*SUPPLIED PASSAGE:*
====
The 'Lavon Affair' was an unsuccessful Israeli covert operation, code named 'Operation Susannah', conducted in Egypt in the Summer of 1954. As part of the false flag operation, a group of Egyptian Jews were recruited by Israeli military intelligence to plant bombs inside Egyptian, American and British-owned civilian targets, cinemas, libraries and American educational centers. The attacks were to be blamed on the Muslim Brotherhood, Egyptian Communists, "unspecified malcontents" or "local nationalists" with the aim of creating a climate of sufficient violence and instability to induce the British government to maintain its occupying troops in Egypt's Suez Canal zone. The explosions were timed to happen several hours after closing time, and did not cause any fatalities. However, an operative died when a bomb he was taking to a movie theater ignited prematurely in his pocket. In addition, two operatives committed suicide after being captured and two more operatives who were tried, convicted and executed by Egypt.

The operation ultimately became known as the 'Lavon Affair'. Following this operation the Israeli defense minister Pinhas Lavon was forced to resign. Even though Israel denied any involvement in the operation for 51 years, the surviving members were honored by Israeli President Moshe Katzav in 2005. The operation is cited as a case study in critical terrorism studies.

== 1954 forced landing of Syrian civilian aircraft ==
On 12 December, the Israeli Air Force intercepted a Syrian civilian plane and forced it to land at Lod Airport where the passengers were held for two days. The Syrian Airways (Compagnie Arienne Syrienne) Dakota plane was flying from Damascus to Cairo with five passengers and five crew members, when two Israeli fighter jets ordered it to divert course and land, by (according to a Syrian statement) threatening to fire upon it. Detained passengers included Cherif Kotmeh of the Syrian Embassy in Cairo, two other Syrian nationals, and an Egyptian lawyer's wife. These foreign nationals were later taken to their respective borders and released. An American businessman was released immediately.

Israeli authorities claimed that the aircraft crossed into Israeli territory near Acre before it was forced down, while Syrian official statements claimed the plane had been flying over the high seas. At the United Nations, Syrian delegate Ahmed Shukairi denounced “a shocking act of aggression.” Reporting to the Knesset's Foreign Affairs Defense Committee the following week, Foreign Minister Moshe Sharett stated that the plane had not been in Israeli airspace, but merely in an area managed by Lod's air traffic controllers, and there was "no precedent" for "requiring a plane to land" in such circumstances. The Syrian government immediately alleged that the detention was connected to the detention of five Israeli soldiers involved in a December 8 border confrontation.

Livia Rokach, Kameel Nasr, Noam Chomsky, and Donald Neff have each described the incident as state-sponsored hijacking or terrorism. Historian of airline hijacking Philip Baum concluded that it was more "a naive error of judgement" rather than a "calculated terrorist attack". Israeli Foreign Minister Moshe Sharett's diary states that Chief of Staff Moshe Dayan intended "to get hostages in order to obtain the release of our soldiers in Damascus." Sharett wrote to Defense Minister Lavon that, "our action was without precedent in the history of international practice. What shocks and worries me is the narrow-mindedness and the short-sightedness of our military leaders. They seem to presume that the state of Israel may—or even must—behave in the realm of international relations according to the laws of the jungle."
====
*INFORMATION GIVEN:*

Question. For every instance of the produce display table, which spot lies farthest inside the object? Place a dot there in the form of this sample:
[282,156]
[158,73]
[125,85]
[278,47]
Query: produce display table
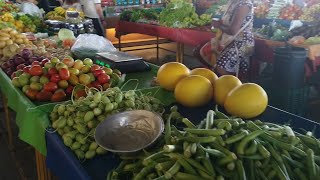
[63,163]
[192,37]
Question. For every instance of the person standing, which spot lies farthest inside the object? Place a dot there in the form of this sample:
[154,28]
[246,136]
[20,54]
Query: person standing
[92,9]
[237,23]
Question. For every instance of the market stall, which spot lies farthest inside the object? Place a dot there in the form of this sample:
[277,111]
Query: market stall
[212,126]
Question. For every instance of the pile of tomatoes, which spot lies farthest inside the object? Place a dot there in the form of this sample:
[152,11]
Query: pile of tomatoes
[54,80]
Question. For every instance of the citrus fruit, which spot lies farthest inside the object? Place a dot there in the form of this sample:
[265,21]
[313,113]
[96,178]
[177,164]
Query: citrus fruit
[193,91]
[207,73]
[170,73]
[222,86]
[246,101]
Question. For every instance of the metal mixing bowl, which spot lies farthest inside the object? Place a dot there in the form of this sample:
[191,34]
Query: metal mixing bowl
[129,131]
====
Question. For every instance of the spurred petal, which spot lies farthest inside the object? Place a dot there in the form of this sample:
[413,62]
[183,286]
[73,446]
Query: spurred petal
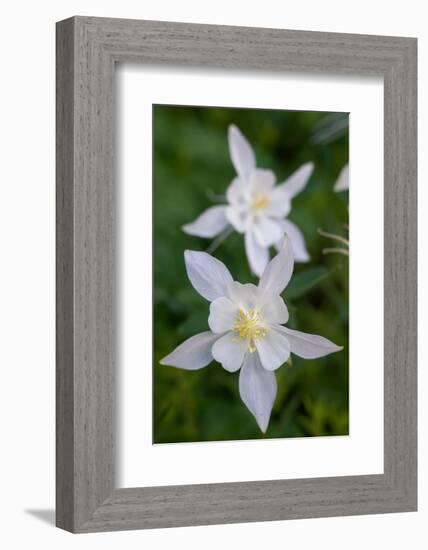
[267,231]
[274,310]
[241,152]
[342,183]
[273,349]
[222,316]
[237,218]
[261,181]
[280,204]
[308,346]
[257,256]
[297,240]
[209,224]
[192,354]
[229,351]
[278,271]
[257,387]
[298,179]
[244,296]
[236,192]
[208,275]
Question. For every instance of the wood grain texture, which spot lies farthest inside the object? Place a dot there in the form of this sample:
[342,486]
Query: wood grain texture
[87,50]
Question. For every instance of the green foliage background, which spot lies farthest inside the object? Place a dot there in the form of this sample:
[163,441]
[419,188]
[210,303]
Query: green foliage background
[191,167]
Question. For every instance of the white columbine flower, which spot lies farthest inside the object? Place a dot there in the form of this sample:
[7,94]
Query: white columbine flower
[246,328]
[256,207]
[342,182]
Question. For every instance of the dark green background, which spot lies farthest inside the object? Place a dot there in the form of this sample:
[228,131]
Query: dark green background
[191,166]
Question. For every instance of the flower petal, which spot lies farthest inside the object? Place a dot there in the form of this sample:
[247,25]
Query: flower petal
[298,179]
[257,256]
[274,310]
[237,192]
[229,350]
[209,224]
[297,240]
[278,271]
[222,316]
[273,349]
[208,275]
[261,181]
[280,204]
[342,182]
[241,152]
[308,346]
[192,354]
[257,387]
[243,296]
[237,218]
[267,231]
====
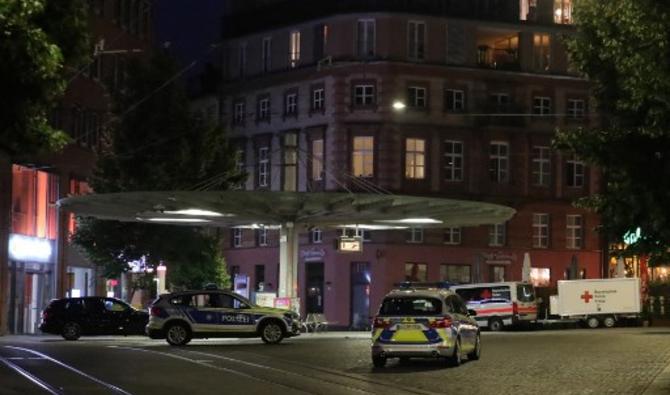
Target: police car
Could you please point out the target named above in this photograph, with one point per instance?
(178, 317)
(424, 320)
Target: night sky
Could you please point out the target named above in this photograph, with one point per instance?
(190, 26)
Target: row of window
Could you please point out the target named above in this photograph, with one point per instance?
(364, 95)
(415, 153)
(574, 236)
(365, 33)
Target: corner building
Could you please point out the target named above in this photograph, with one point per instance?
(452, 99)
====
*EXERCISE BRIEF:* Decide whether each statement agrees with the passage on the Lavon Affair and the Syrian plane, answering yes or no and quoting the words of the passage that settle it: (a) The explosions were set to go off several hours after closing time. (b) The Syrian plane was flying from Cairo to Damascus. (c) The American businessman on board was held along with the other passengers for two days. The records have nothing to do with what is asked here.

*SOLUTION BELOW:*
(a) Yes: "The explosions were timed to happen several hours after closing time"
(b) No: "was flying from Damascus to Cairo"
(c) No: "An American businessman was released immediately."